Tarefa proposta a>
Com base no texto sobre o Judiciário e os desmatamentos ilegais na Amazônia, explique por que a citação "por edital" de réus indeterminados é tão frequente nos casos de desmatamento ilegal em terras públicas. Responda em uma a três frases.

O Poder Judiciário e os desmatamentos ilegais na Amazônia

Qual tem sido o desempenho do Judiciário na responsabilização dos autores por desmatamentos ilegais na Amazônia? Por André Lima

Foto: © Daniel Beltra for Greenpeace

O “poder” do Judiciário e os desmatamentos ilegais na Amazônia

Por André Lima

Do Conjur

A Constituição confere um destaque especial à proteção da floresta amazônica como patrimônio nacional, no parágrafo 4º do seu artigo 225. Mas qual tem sido o desempenho do Judiciário brasileiro, especialmente o amazônico, em relação ao desafio da responsabilização dos autores por desmatamentos ilegais na Amazônia? Quem tem feito essa análise e com base em que dados e informações? O que é preciso ser feito para aumentar a eficácia nas ações? O fato é que o desmatamento voltou a crescer em mais de 50% nos últimos quatro anos e o judiciário pode ser um fator relevante para a reversão desse quadro.

Em seu voto no plenário do Supremo Tribunal Federal, na Ação por Descumprimento de Preceito Fundamental (ADPF) nº 760, movida pela Rede Sustentabilidade, PSB, PDT, PT e PSOL, a relatora ministra Carmen Lúcia enfatizou que nos últimos anos deste atual governo, o que se verificou em relação às ações de controle dos desmatamentos ilegais no bioma amazônico foi apenas a aparência de uma ação que, na prática, chamou de “engodo administrativo” ou “o estado teatral em matéria ambiental”, ou ainda um “Faz de conta que faz algo…”. Para a relatora, é fundamental observar os resultados obtidos nas operações de fiscalização, e não apenas a quantidade de operações realizadas. A relatora colocou ênfase no “Poder-Dever” do Poder “Executivo”.

O Brasil já foi exemplo em ações de monitoramento e controle, sobretudo entre os anos de 2004 e 2012 quando reduziu o desmatamento na região em mais de 82%. Foram salvas, por ações de governo, mais de dez bilhões de árvores adultas de milhares de espécies da nossa biodiversidade, em mais de uma dezena de milhões de hectares. Foi a maior contribuição de um único País para o corte de emissões de CO2 em escala global no período. Mais de 2 gigatoneladas de CO2 equivalentes que deixaram de ser emitidos pelas ações do Plano de Prevenção e Controle dos Desmatamentos na Amazônia (PPCDAm).

Portanto, em sede de controle concentrado (STF) de constitucionalidade em defesa da floresta amazônica, o Judiciário brasileiro até aqui vem dando respostas satisfatórias. O STJ também proferiu acórdãos recentes importantes sobre o tema considerando judicialmente válidas as provas produzidas por sistemas remotos, como as imagens de satélites do Prodes e Deter, sistemas desenvolvidos pelo Instituto Nacional de Pesquisas Espaciais, órgão ligado ao Ministério de Ciência e Tecnologia (MCTi) para o monitoramento remoto dos desmatamentos ilegais. O Superior Tribunal de Justiça, em decisão recente de lavra do ministro Herman Benjamin, também reconhece além do uso de tecnologias remotas para produção de provas, as citações judiciais “por edital” para réus indeterminados em casos de desmatamento ilegal, situação muito comum (mais de 50% dos casos) em se tratando de desmatamento ilegal em terras públicas, onde o infrator raramente é identificado pela fiscalização presencial ou remota.

Dados do exercício>
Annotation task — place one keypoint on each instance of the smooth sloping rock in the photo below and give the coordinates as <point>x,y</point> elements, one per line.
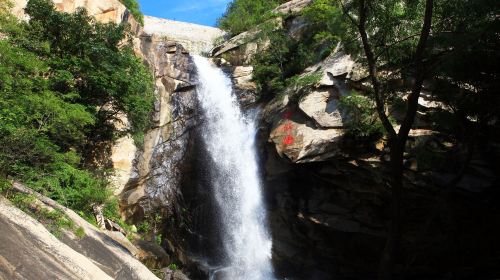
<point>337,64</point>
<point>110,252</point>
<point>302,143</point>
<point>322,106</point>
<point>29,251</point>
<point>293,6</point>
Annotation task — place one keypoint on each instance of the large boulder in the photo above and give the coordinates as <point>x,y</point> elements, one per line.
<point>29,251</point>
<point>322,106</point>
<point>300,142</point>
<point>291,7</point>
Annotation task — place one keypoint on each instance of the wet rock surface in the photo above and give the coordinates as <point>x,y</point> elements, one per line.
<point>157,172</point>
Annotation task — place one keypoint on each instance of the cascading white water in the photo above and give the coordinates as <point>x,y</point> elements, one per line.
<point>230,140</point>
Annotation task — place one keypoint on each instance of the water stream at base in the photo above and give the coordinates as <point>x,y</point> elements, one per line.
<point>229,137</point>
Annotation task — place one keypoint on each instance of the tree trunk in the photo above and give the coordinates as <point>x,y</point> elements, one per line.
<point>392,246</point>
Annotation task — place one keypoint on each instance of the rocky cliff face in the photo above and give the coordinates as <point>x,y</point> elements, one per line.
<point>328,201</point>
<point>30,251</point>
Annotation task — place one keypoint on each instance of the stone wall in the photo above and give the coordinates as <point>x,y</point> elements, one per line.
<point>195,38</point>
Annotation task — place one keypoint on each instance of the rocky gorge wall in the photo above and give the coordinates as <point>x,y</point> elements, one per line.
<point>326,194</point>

Tarefa proposta b>
Reescreva somente o trecho dos registros que vai da linha que contém "the rocky cliff" até o fim dos registros, com as duas pontas incluídas e as solicitações mantidas. Desloque em 26 cada número das coordenadas nas respostas.

Resposta do exercício a>
Nesses casos, o infrator raramente é identificado pela fiscalização presencial ou remota. Por isso, a situação de réus indeterminados é muito comum e ocorre em mais de 50% dos casos.

Resposta do exercício b>
Annotation task — place one keypoint on each instance of the rocky cliff face in the photo above and give the coordinates as <point>x,y</point> elements, one per line.
<point>354,227</point>
<point>56,277</point>
Annotation task — place one keypoint on each instance of the stone wall in the photo above and give the coordinates as <point>x,y</point> elements, one per line.
<point>221,64</point>
Annotation task — place one keypoint on each instance of the rocky gorge wall in the photo above and give the coordinates as <point>x,y</point> elements, one per line.
<point>352,220</point>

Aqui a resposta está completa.